What to produce. Can you rewrite the passage about the FBI and the recording industry from "There's no longer" up to and including "Martin Luther King.", swapping "MP3s" for "music downloads"?

Document segment.
* start *
The industry also has troops, guns and prisons, to bring to bear. The FBI attack on Warez sites , while ostensibly designed to protect software , could be more than a dry run of protecting the recording industry.
There's no longer anything to stop the government from making a case on MP3s after raids aimed at stolen copies of Windows. Attorney General Ashcroft has said this loudly, saying he would 'arrest a mobster for spitting on the sidewalk if it would help in the fight.'" While Ashcroft was claiming to model his policy on that of Robert F. Kennedy, critics argue his model is actually Kennedy's arch-enemy, FBI director J. Edgar Hoover . Hoover's enemy wasn't the Mafia, it was Dr. Martin Luther King.
Why Red Herring Dropped its Newsletters
A lot of people were confused when Red Herring decided to drop its e-mail newsletters last month .
* end *
Records provided.
* start *
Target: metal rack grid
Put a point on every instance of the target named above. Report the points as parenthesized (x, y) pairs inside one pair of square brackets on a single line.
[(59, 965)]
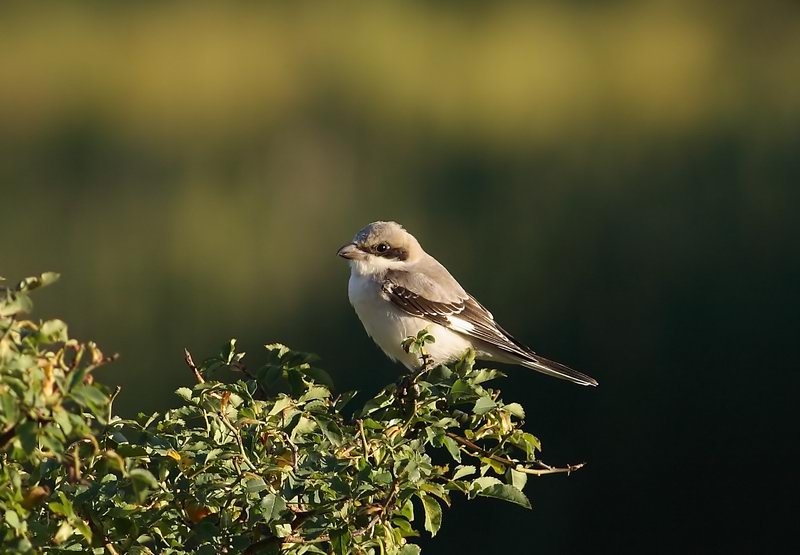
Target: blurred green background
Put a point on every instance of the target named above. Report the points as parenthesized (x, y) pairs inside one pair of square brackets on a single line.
[(616, 181)]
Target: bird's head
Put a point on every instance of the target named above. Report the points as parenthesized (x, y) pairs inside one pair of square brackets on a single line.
[(381, 246)]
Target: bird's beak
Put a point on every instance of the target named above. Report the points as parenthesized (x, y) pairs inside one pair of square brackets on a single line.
[(350, 251)]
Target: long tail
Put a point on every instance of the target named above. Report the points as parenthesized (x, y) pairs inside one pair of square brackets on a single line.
[(556, 369)]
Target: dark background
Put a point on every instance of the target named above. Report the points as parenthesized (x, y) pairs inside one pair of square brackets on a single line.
[(617, 182)]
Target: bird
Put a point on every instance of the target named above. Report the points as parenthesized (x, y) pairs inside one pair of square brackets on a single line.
[(397, 289)]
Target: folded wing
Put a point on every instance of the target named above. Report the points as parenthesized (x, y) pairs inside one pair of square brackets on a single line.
[(463, 314)]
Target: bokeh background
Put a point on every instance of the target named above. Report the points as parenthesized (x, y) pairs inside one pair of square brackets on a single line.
[(617, 181)]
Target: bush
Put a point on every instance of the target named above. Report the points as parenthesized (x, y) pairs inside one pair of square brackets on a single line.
[(254, 460)]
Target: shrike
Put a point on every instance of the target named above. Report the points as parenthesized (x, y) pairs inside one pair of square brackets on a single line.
[(397, 289)]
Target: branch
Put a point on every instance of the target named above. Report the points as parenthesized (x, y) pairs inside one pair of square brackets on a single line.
[(187, 357)]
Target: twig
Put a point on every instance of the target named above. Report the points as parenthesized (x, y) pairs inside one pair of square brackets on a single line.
[(363, 438), (543, 469), (187, 356), (238, 439), (7, 331)]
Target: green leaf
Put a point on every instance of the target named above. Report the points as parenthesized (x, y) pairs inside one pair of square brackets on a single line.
[(184, 393), (433, 513), (13, 520), (53, 330), (516, 409), (463, 471), (340, 541), (272, 506), (479, 484), (27, 435), (518, 479), (483, 405), (506, 493), (255, 485), (452, 448)]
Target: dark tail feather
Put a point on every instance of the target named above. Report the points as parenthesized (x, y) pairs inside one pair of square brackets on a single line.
[(557, 370)]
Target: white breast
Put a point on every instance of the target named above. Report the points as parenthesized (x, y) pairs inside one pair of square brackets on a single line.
[(387, 325)]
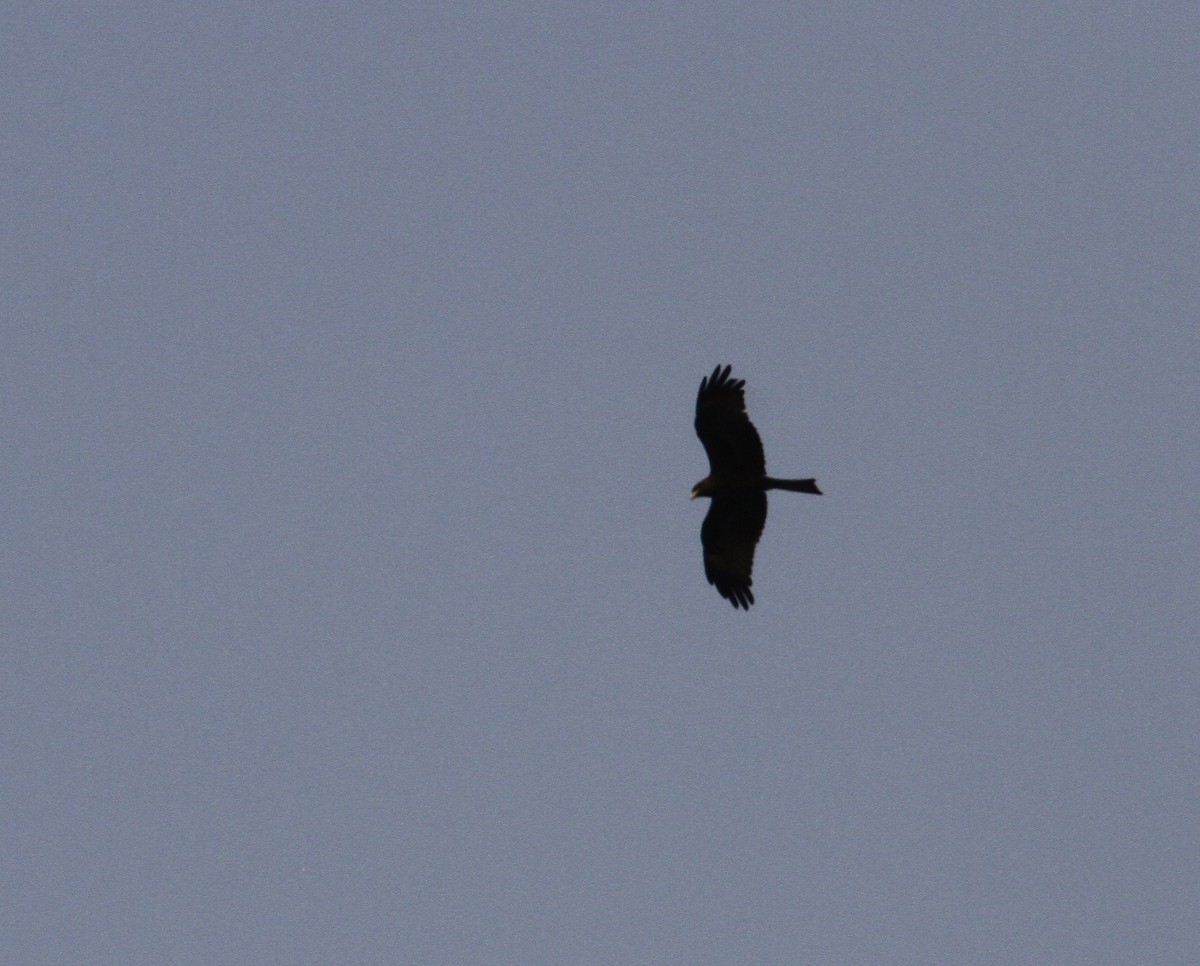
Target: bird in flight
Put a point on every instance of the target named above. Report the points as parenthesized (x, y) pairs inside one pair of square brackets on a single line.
[(737, 484)]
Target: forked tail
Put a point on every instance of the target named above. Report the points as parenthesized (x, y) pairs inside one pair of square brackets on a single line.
[(796, 486)]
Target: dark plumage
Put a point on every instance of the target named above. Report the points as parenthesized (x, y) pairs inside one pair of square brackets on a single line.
[(737, 484)]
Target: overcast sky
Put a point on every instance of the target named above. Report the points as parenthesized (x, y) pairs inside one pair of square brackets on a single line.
[(353, 607)]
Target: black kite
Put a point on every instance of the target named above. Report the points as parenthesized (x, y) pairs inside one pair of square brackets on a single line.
[(737, 484)]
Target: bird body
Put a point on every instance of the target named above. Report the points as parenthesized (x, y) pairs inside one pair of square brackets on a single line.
[(737, 484)]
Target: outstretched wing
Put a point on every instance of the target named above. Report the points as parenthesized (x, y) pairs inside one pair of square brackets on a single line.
[(729, 436), (730, 535)]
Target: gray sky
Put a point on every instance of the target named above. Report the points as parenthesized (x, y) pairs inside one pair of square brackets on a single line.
[(353, 603)]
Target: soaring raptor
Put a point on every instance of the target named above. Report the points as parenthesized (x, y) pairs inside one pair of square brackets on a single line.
[(737, 484)]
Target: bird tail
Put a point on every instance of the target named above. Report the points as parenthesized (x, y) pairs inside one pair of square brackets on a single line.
[(796, 486)]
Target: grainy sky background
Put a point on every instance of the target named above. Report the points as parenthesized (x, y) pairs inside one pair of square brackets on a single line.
[(353, 605)]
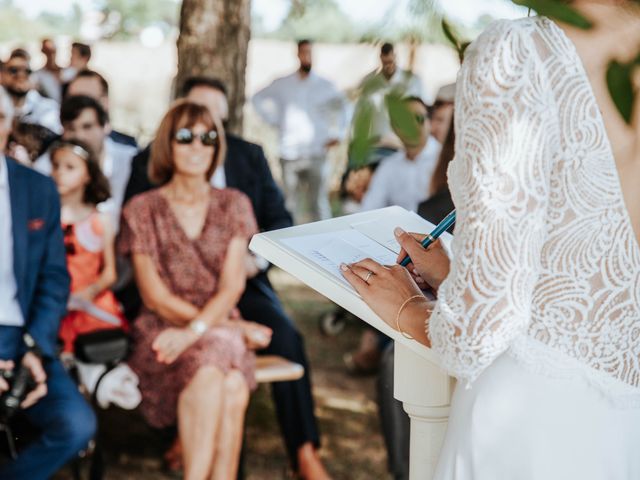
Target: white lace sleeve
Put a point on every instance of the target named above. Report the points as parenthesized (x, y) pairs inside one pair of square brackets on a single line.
* end *
Answer in full.
There's no longer anything to stop the government from making a case on music downloads after raids aimed at stolen copies of Windows. Attorney General Ashcroft has said this loudly, saying he would 'arrest a mobster for spitting on the sidewalk if it would help in the fight.'" While Ashcroft was claiming to model his policy on that of Robert F. Kennedy, critics argue his model is actually Kennedy's arch-enemy, FBI director J. Edgar Hoover . Hoover's enemy wasn't the Mafia, it was Dr. Martin Luther King.